--- WHAT TO PRODUCE ---
The records that follow are to be repeated without alteration.

--- THE RECORDS ---
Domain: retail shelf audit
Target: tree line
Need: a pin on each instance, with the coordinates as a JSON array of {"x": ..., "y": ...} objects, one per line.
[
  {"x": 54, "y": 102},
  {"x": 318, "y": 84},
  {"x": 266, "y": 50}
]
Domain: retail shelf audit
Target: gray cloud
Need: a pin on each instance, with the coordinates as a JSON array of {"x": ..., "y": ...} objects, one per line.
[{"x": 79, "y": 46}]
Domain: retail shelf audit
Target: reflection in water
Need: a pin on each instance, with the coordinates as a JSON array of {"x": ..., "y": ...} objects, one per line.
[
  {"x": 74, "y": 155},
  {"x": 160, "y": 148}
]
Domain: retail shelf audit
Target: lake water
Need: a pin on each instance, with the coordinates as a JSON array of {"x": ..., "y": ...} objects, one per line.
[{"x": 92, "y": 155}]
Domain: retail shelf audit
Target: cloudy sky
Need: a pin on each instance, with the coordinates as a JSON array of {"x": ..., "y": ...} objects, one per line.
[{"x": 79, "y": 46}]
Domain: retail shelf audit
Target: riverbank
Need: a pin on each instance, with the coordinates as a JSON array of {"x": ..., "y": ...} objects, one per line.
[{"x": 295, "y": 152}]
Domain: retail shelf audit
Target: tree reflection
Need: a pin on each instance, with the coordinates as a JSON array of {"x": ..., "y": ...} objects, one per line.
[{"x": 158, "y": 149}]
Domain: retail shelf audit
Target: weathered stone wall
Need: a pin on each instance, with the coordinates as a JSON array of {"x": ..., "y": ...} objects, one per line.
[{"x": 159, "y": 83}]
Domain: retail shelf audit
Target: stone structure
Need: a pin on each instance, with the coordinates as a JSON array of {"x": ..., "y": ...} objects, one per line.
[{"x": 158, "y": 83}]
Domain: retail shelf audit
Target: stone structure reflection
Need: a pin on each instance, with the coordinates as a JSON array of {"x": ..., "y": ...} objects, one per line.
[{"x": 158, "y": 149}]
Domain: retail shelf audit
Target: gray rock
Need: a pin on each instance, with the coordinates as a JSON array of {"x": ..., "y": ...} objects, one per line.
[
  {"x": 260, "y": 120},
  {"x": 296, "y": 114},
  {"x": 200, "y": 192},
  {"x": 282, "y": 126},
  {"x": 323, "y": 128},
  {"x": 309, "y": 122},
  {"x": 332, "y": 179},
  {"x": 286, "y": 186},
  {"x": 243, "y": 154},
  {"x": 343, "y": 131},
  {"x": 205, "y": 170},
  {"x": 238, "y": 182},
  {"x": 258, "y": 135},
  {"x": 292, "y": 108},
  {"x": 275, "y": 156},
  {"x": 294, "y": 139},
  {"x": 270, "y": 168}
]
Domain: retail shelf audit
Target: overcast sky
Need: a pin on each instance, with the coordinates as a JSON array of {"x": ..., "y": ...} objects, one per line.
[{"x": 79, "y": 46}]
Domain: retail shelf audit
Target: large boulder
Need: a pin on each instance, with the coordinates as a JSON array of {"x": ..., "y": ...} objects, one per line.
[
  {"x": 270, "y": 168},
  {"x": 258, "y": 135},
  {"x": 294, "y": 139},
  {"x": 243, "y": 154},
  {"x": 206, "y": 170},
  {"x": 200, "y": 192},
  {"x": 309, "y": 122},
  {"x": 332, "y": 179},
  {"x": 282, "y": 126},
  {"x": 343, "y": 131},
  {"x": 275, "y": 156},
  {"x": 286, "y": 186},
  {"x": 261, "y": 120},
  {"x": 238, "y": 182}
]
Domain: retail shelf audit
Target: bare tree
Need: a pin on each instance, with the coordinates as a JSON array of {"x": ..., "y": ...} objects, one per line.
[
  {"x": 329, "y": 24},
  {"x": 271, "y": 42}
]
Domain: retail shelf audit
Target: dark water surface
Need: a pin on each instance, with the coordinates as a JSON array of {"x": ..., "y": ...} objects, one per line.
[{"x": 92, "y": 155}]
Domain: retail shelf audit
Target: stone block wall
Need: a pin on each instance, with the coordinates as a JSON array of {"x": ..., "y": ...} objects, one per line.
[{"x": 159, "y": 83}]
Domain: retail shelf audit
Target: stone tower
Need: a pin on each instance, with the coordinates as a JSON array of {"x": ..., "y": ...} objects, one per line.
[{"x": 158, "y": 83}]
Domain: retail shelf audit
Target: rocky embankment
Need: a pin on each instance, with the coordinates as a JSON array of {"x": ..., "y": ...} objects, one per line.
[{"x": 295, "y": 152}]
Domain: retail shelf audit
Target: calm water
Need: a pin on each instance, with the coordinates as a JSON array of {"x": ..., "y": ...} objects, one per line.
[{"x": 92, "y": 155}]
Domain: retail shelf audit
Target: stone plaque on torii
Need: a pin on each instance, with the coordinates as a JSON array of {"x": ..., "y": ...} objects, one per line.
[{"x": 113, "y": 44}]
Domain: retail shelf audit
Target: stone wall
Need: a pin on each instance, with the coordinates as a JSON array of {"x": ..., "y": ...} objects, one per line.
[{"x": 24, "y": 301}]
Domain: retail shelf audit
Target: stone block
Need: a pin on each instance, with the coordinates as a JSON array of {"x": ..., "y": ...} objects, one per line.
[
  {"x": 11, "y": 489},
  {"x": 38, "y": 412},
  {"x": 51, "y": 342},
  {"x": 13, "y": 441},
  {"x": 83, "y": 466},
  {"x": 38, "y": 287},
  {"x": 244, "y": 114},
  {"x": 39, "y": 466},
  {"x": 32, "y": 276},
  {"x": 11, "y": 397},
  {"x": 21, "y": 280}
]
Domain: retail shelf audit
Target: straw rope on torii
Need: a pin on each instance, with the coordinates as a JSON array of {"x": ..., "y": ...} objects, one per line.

--- FINAL RESULT ---
Domain: retail shelf audit
Target: tree line
Need: a pin on each instance, with the coordinates as a JSON array of {"x": ..., "y": ...} objects, one per line.
[
  {"x": 54, "y": 102},
  {"x": 318, "y": 84},
  {"x": 266, "y": 50}
]
Domain: retail shelf audit
Target: gray cloud
Need: a pin on each instance, with the coordinates as a JSON array of {"x": ..., "y": ...} objects, one per line.
[{"x": 79, "y": 46}]
Domain: retail shelf audit
Target: reflection in water
Need: a pin on each instance, with the coordinates as a JSON array of {"x": ..., "y": ...} objects, one per line.
[
  {"x": 74, "y": 155},
  {"x": 160, "y": 148}
]
Domain: retail shelf audit
Target: lake water
Need: a pin on each instance, with the coordinates as a JSON array of {"x": ..., "y": ...} objects, one per line.
[{"x": 92, "y": 155}]
Domain: retail shelf audit
Target: cloudy sky
Need: a pin on each instance, with the coordinates as a JSON array of {"x": ..., "y": ...} objects, one per line.
[{"x": 79, "y": 46}]
Domain: retail shelf audit
Target: riverbank
Need: a pin on each instance, with the coordinates as a JSON array of {"x": ..., "y": ...} objects, one per line.
[{"x": 295, "y": 152}]
Domain: retail shelf audit
Target: tree reflection
Need: a pin on each instance, with the coordinates as a JSON array of {"x": ..., "y": ...} objects, one per line.
[{"x": 158, "y": 149}]
Domain: retail shelf audit
Target: weathered stone wall
Need: a pin on each instance, with the coordinates as a JSON array of {"x": ..., "y": ...} objects, one per line.
[{"x": 159, "y": 83}]
Domain: retail shelf audit
Target: stone structure
Need: a pin on each instance, with the coordinates as a JSON array of {"x": ..., "y": ...} objects, one per line.
[{"x": 158, "y": 83}]
Domain: retail shelf audit
Target: stone structure reflection
Need: a pin on each instance, with the coordinates as a JSON array of {"x": ..., "y": ...} objects, one per line.
[{"x": 158, "y": 149}]
Domain: retail shelf audit
Target: gray rock
Need: a pin on each instance, with the coordinates as a JSON array of {"x": ..., "y": ...} objects, one per line.
[
  {"x": 260, "y": 120},
  {"x": 296, "y": 114},
  {"x": 200, "y": 192},
  {"x": 282, "y": 126},
  {"x": 323, "y": 128},
  {"x": 309, "y": 122},
  {"x": 332, "y": 179},
  {"x": 286, "y": 186},
  {"x": 243, "y": 154},
  {"x": 343, "y": 131},
  {"x": 205, "y": 170},
  {"x": 238, "y": 182},
  {"x": 258, "y": 135},
  {"x": 292, "y": 108},
  {"x": 275, "y": 156},
  {"x": 294, "y": 139},
  {"x": 270, "y": 168}
]
Domain: retail shelf audit
Target: overcast sky
Need: a pin on each instance, with the coordinates as a JSON array of {"x": ..., "y": ...} objects, one per line.
[{"x": 79, "y": 46}]
Domain: retail shelf audit
Target: large boulder
Need: a pin on each instance, with the coordinates as a JSON array of {"x": ..., "y": ...} objects, one per line.
[
  {"x": 270, "y": 168},
  {"x": 258, "y": 135},
  {"x": 294, "y": 139},
  {"x": 243, "y": 154},
  {"x": 206, "y": 170},
  {"x": 200, "y": 192},
  {"x": 309, "y": 122},
  {"x": 332, "y": 179},
  {"x": 282, "y": 126},
  {"x": 343, "y": 131},
  {"x": 275, "y": 156},
  {"x": 286, "y": 186},
  {"x": 261, "y": 120},
  {"x": 238, "y": 182}
]
Domain: retail shelf audit
Target: bare tree
Need: a pin on each instance, with the coordinates as a JSON array of {"x": ..., "y": ...} objects, one per line.
[
  {"x": 329, "y": 24},
  {"x": 271, "y": 42}
]
Domain: retail shelf audit
Target: dark water surface
Need: a pin on each instance, with the coordinates as a JSON array of {"x": ..., "y": ...} objects, one per line.
[{"x": 92, "y": 155}]
Domain: retail shelf audit
Target: stone block wall
Need: a pin on each instance, with the coordinates as a JSON array of {"x": ..., "y": ...} objects, one per line.
[{"x": 159, "y": 83}]
Domain: retail shelf audit
Target: stone tower
Need: a pin on each instance, with the coordinates as a JSON array of {"x": ..., "y": ...} objects, one per line.
[{"x": 158, "y": 83}]
Domain: retail shelf audit
Target: rocky embankment
Need: a pin on each instance, with the coordinates as a JSON array of {"x": ..., "y": ...} objects, one per line.
[{"x": 295, "y": 152}]
Domain: retail shelf audit
Target: calm water
Need: a pin on each instance, with the coordinates as a JSON array of {"x": ..., "y": ...} objects, one per line.
[{"x": 92, "y": 155}]
Domain: retail shelf audit
Target: stone plaque on torii
Need: a pin on each instance, with the coordinates as a JSON array of {"x": ..., "y": ...} objects, one per line.
[{"x": 113, "y": 44}]
Domain: retail shelf audit
Target: stone wall
Need: a pin on each instance, with the coordinates as a JSON array of {"x": ..., "y": ...} objects, one per line.
[{"x": 24, "y": 301}]
Domain: retail shelf audit
Target: stone block
Need: a pin on each instance, with the coordinates as a JSON array of {"x": ..., "y": ...} objects, one per line.
[
  {"x": 11, "y": 489},
  {"x": 38, "y": 412},
  {"x": 51, "y": 342},
  {"x": 13, "y": 441},
  {"x": 83, "y": 466},
  {"x": 38, "y": 287},
  {"x": 244, "y": 114},
  {"x": 39, "y": 466},
  {"x": 32, "y": 276},
  {"x": 11, "y": 397},
  {"x": 21, "y": 280}
]
Domain: retail shelf audit
Target: straw rope on torii
Need: a pin on each instance, with the coordinates as a JSON array of {"x": ..., "y": ...} objects, one per line.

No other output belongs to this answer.